_Task details_: All entries below are to be returned exactly, with pictures left out.

BEGIN Data for the task

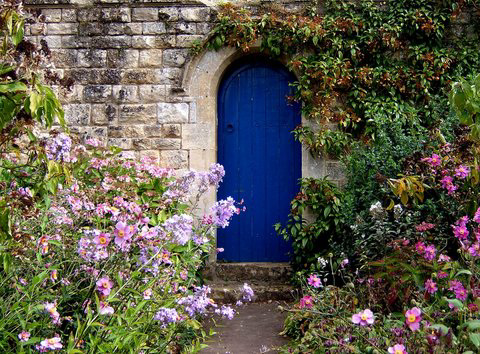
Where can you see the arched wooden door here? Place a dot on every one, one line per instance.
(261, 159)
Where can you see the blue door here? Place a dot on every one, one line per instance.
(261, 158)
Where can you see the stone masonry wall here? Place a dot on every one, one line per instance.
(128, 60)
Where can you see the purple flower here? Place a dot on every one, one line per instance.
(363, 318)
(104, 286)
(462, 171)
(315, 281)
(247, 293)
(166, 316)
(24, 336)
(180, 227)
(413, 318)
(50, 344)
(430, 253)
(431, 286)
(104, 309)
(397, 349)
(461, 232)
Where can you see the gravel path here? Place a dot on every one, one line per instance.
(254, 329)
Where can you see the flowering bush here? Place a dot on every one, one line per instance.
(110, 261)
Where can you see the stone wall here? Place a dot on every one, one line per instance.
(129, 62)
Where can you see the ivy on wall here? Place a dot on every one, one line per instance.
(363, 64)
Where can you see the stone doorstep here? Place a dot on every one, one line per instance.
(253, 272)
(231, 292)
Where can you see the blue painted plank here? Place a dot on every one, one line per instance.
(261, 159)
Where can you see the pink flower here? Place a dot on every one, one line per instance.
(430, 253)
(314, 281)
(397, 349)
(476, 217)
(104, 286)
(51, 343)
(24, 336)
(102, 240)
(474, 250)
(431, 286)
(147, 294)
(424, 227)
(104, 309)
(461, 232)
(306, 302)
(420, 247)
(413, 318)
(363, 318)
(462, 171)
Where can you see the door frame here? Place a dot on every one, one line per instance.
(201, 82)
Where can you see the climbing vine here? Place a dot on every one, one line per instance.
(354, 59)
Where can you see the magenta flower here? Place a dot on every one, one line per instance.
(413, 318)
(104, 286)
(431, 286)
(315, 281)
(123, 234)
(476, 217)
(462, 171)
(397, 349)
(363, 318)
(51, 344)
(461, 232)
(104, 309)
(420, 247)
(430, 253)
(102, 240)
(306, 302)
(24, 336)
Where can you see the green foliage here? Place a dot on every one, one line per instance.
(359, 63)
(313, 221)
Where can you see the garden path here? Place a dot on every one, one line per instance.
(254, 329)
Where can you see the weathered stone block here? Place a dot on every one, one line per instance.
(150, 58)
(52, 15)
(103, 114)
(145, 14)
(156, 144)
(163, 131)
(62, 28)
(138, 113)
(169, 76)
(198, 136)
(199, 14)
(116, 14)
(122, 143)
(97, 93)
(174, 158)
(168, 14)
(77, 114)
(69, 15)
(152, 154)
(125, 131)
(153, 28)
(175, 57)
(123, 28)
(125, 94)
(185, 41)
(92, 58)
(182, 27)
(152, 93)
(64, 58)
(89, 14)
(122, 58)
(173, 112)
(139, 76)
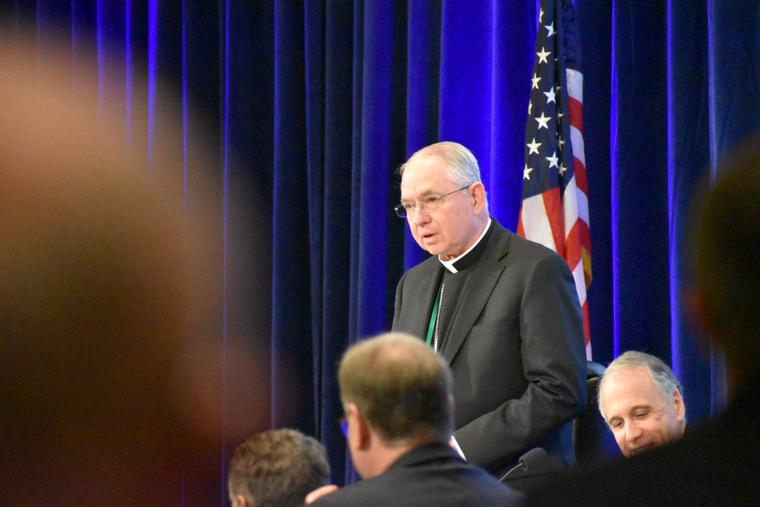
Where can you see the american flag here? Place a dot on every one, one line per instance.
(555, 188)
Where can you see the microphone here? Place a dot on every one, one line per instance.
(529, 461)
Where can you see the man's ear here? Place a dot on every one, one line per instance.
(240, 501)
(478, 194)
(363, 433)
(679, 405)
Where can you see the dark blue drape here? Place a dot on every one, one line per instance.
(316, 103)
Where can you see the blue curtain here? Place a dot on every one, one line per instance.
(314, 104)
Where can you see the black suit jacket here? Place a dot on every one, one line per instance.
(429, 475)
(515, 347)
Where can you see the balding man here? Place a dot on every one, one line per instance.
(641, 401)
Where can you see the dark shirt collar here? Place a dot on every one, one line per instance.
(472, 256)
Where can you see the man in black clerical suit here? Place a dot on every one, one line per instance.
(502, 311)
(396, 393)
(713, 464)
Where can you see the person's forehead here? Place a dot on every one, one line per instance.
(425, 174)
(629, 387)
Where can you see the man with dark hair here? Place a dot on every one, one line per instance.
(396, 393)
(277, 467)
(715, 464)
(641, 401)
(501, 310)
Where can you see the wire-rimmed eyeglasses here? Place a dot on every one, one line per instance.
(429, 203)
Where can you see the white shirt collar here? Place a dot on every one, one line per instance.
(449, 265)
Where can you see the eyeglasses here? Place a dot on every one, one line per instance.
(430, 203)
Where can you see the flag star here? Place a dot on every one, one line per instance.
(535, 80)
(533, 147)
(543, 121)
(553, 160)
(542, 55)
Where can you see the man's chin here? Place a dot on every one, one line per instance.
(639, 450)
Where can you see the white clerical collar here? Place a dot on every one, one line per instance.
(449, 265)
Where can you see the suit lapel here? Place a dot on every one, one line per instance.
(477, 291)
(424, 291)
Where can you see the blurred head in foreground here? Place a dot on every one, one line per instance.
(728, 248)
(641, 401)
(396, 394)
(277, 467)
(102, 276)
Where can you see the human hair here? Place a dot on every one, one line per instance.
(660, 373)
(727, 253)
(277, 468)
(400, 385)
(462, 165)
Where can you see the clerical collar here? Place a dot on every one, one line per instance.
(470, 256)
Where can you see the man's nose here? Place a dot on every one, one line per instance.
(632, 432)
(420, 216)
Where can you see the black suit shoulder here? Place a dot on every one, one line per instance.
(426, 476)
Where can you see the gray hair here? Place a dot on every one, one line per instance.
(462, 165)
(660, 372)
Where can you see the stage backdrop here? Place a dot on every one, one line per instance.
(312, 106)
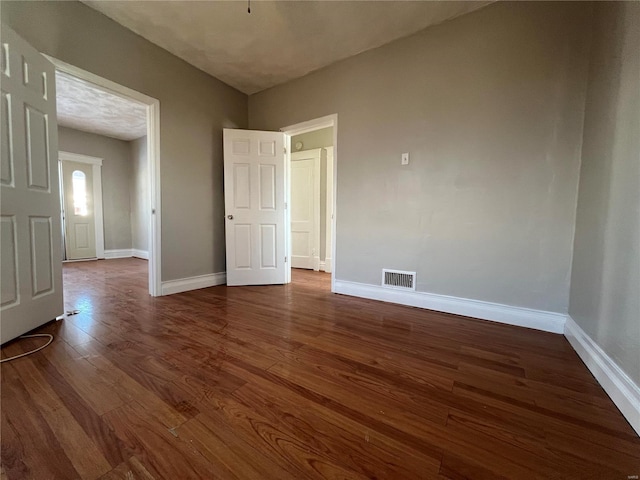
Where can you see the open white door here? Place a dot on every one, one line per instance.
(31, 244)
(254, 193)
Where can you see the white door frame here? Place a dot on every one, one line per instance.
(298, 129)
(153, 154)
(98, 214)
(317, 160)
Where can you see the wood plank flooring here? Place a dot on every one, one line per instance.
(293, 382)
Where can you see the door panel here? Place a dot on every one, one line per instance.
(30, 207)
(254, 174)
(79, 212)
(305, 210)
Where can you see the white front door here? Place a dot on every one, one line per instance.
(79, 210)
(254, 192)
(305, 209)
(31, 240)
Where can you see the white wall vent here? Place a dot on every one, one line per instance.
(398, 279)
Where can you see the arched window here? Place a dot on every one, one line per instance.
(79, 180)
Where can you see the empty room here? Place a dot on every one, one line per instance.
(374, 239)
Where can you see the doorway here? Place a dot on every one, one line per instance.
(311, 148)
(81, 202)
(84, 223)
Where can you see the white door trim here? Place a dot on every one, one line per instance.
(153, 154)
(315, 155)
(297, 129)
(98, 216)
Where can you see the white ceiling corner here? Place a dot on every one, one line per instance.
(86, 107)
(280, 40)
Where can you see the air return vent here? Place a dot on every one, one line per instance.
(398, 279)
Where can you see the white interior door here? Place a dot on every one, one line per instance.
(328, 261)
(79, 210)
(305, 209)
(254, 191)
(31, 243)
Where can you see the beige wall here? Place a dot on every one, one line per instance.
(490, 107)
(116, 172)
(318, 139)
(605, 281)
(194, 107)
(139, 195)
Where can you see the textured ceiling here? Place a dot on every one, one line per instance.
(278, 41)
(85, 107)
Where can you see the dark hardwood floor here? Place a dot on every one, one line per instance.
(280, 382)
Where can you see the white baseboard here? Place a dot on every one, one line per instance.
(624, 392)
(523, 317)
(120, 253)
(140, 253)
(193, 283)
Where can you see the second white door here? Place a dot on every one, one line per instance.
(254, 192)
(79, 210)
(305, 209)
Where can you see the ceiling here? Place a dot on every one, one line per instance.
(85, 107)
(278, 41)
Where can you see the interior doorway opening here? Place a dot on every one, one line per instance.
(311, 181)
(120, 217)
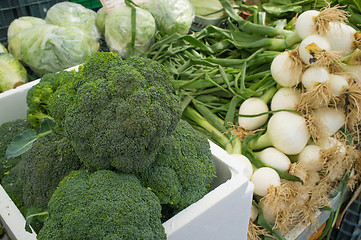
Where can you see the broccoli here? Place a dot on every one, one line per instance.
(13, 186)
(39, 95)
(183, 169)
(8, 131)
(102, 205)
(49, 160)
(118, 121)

END Data for the task

_Answer to this problem_:
Where can you see the arched wooden door here? Place a dot on every one, one line per instance.
(261, 159)
Where can you see the blue door here? Place a dot on every one, one line per instance.
(261, 158)
Where can you see the stone masonry wall here? Place a dot on every one, one line per instance.
(128, 60)
Where can you see the purple flower here? Place a dot on every one, one line per instance.
(363, 318)
(104, 286)
(462, 171)
(315, 281)
(247, 293)
(166, 316)
(24, 336)
(180, 227)
(413, 318)
(50, 344)
(430, 253)
(431, 286)
(104, 309)
(397, 349)
(461, 232)
Where can you see the gravel path here? Place a dot on every one, one line per instance.
(254, 329)
Where can you see the flowering bush here? Place a dot on every one, one line per instance.
(110, 261)
Where can you see the stone wall here? Place a dot on every one, one line per instance.
(129, 62)
Where can you see the ivy on wall here? Place a dot on every one, one line per instance.
(363, 64)
Where can you see the stone doorstep here? Place a dot on every one, one line per instance.
(253, 272)
(231, 292)
Where can you see the blue painted plank here? Place a dot on every one, one line per instance.
(261, 159)
Where can you see the pink flower here? Place a dot on every one, one line per instance.
(430, 253)
(314, 281)
(397, 349)
(476, 217)
(104, 286)
(51, 343)
(24, 336)
(102, 240)
(474, 250)
(431, 286)
(147, 294)
(424, 227)
(104, 309)
(461, 232)
(306, 302)
(420, 247)
(413, 318)
(363, 318)
(462, 171)
Where can you see the door frame here? Place a dot on every one, one line per instance.
(201, 82)
Where can you see the climbing vine here? Place a dot on every one, one line per instance.
(354, 59)
Where can you see the magenta flower here? Place a dot on every one, one line per instance.
(413, 318)
(104, 286)
(431, 286)
(315, 281)
(123, 234)
(476, 217)
(462, 171)
(397, 349)
(363, 318)
(51, 344)
(461, 232)
(104, 309)
(420, 247)
(430, 253)
(102, 240)
(306, 302)
(24, 336)
Where can you see the green foliage here? Place a dot on every one, one line per instance.
(359, 63)
(313, 221)
Where can you see the garden path here? Place a dot on every one, one line per instance.
(254, 329)
Where can you see the weathered stone block here? Place a dot on every one, one line per instance.
(150, 58)
(52, 15)
(103, 114)
(145, 14)
(156, 144)
(163, 131)
(62, 28)
(138, 113)
(169, 76)
(198, 136)
(199, 14)
(116, 14)
(122, 143)
(97, 93)
(174, 158)
(168, 14)
(77, 114)
(69, 15)
(152, 154)
(125, 131)
(153, 28)
(175, 57)
(123, 28)
(125, 94)
(185, 41)
(92, 58)
(182, 27)
(152, 93)
(64, 58)
(89, 14)
(122, 58)
(173, 112)
(139, 76)
Where can you see the american flag here? Place a dot on every one, one line per instance.
(555, 188)
Where can you see the microphone here? Place a dot on every one, one line per instance.
(529, 461)
Where can you see the man's ear here? Place a dot on every one, one line per instance.
(240, 501)
(478, 194)
(363, 433)
(679, 405)
Where can you see the dark blue drape here? Place a dot on every one, one line per instance.
(316, 103)
Where can you see the blue curtain here? Place a dot on every one, one line per instance.
(314, 104)
Where can you see the black suit jacket here? Place a dot on every one, one line per instance.
(429, 475)
(515, 347)
Where can you see the balding man here? Place a dot on every one, one line per instance.
(641, 401)
Where can you see the dark shirt collar here? Place a dot on every one, one line per instance.
(472, 256)
Where can you see the man in black clerical suit here? Place a dot on every one, one line per instance.
(502, 311)
(396, 393)
(713, 464)
Where can you see the person's forehead here? Place a dot on every one, one line per instance.
(425, 174)
(629, 387)
Where can you see the man with dark hair here? Place a dot on every one, one line per instance.
(396, 393)
(277, 467)
(715, 464)
(641, 401)
(501, 310)
Where can you see the wire-rimmed eyeglasses here? Place a dot on every one, one line per instance.
(429, 203)
Where can you see the white shirt collar here? Place a dot on every one, one line per instance.
(449, 265)
Where can you see the eyeglasses here? Place a dot on every one, one line per instance.
(430, 203)
Where can you see the flag star here? Place a dot on every one, one line per instance.
(535, 80)
(533, 147)
(543, 121)
(553, 160)
(542, 55)
Where can you see the man's chin here? Place a dot on every one, one line per instance.
(639, 450)
Where can you see the white clerical collar here? Place a dot on every one, one line per instance.
(449, 265)
Where can you see the suit lapel here? Place a dot on every one, one line per instance.
(477, 291)
(424, 291)
Where can you see the blurred head in foreground here? Place a dot on every one, one line per instance.
(728, 248)
(641, 401)
(396, 394)
(277, 467)
(102, 276)
Where can you see the human hair here? Place a dot on every one, one line per instance.
(660, 373)
(727, 253)
(277, 468)
(400, 385)
(462, 165)
Where can you see the clerical collar here? Place a dot on every one, one line per instance.
(470, 256)
Where can you see the man's nose here? Place a dot on every one, one line per instance.
(632, 432)
(420, 216)
Where can you see the black suit shoulder here? Place a dot on every one, one line per instance.
(426, 476)
Where can you see the gray hair here? Place a dot on every one, one line per instance.
(462, 165)
(660, 372)
Where can you see the stage backdrop here? Place a dot on every one, one line per instance.
(312, 106)
Where can you see the open white door here? Place a dot on every one, one line per instance.
(31, 244)
(254, 193)
Where can you see the white door frame here? Place a dot on every one, one line per instance.
(298, 129)
(153, 154)
(98, 214)
(317, 160)
Where can you see the wood plank flooring here? Place a dot on every one, one line per instance.
(293, 382)
Where can you see the door panel here? Place a dot on every one, one line per instance.
(30, 207)
(254, 174)
(79, 212)
(305, 210)
Where can you see the white front door here? Place a dot on every one, one line per instance.
(79, 210)
(254, 192)
(305, 209)
(31, 240)
Where can you see the white wall vent here? Place a dot on every one, one line per instance.
(398, 279)
Where can you see the arched window here? Place a dot on every one, one line per instance.
(79, 180)
Where can you see the empty room here? Place a dot on every one, one line per instance.
(374, 239)
Where can you see the doorway here? Place a dot on every one, one line per instance.
(311, 148)
(81, 202)
(84, 223)
Where can you see the white door trim here? Place a dot on every one, one line per instance.
(153, 154)
(315, 155)
(297, 129)
(98, 216)
Where can you see the white ceiling corner here? Place a dot on every one, one line per instance.
(86, 107)
(280, 40)
Where can you see the air return vent here? Place a dot on every one, one line per instance.
(398, 279)
Where can you see the white interior door here? Place a dot on every one, one line per instance.
(328, 261)
(79, 210)
(305, 209)
(254, 191)
(31, 243)
Where can you see the beige wall here? Place a dot on every one, one line per instance.
(490, 107)
(116, 172)
(318, 139)
(605, 281)
(194, 107)
(139, 195)
Where can you see the textured ceiling here? Place a dot on every one, one line per instance.
(278, 41)
(85, 107)
Where can you see the dark hardwood floor here? Place a dot on every one, one line per instance.
(280, 382)
Where can you see the white baseboard here? Place a dot on every one, one line per instance.
(624, 392)
(523, 317)
(120, 253)
(140, 253)
(193, 283)
Where can you see the second white door here? Place a dot on every one, one line per instance.
(254, 192)
(79, 210)
(305, 209)
Where can you see the ceiling here? Place a dot on every one, one line per instance.
(85, 107)
(278, 41)
Where can you see the interior doorway opening here? Place a dot on every one, one line per instance.
(311, 181)
(120, 217)
Where can you see the broccoli here? Place a dot on every one, one line per instance.
(13, 186)
(39, 95)
(183, 169)
(8, 131)
(102, 205)
(49, 160)
(118, 121)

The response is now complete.